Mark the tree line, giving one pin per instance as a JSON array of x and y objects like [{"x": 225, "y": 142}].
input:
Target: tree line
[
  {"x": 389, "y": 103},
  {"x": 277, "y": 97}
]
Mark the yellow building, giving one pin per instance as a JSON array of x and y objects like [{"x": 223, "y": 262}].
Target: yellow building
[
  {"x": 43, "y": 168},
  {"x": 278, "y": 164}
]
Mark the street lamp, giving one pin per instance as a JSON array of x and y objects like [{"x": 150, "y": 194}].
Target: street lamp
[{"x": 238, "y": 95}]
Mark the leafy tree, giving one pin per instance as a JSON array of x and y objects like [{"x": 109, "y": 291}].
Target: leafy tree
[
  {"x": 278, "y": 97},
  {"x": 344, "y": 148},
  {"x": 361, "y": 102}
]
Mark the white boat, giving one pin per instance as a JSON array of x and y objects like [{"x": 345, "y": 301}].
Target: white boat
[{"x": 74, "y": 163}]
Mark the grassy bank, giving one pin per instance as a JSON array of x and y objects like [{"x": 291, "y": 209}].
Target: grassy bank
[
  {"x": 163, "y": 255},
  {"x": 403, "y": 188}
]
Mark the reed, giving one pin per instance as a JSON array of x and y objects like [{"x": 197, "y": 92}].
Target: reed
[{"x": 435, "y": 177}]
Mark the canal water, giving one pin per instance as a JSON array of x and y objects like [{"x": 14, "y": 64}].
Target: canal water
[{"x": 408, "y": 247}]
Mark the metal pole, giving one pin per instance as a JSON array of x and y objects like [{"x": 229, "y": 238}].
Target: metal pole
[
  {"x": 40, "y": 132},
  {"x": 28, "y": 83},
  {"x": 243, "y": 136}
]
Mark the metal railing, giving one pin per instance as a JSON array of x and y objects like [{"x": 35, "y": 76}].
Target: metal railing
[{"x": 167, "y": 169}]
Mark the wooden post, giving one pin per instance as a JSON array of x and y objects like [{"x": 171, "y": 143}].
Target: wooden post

> **WORK ORDER**: What is wanted is an exact repetition of the lines from the one with "Target: metal railing" through the last line of the material above, both ends included.

> **RESULT**:
Target: metal railing
[{"x": 167, "y": 169}]
Mark the wooden post, giving one pin per instance as a JSON array of x and y objects like [{"x": 171, "y": 143}].
Target: wooden post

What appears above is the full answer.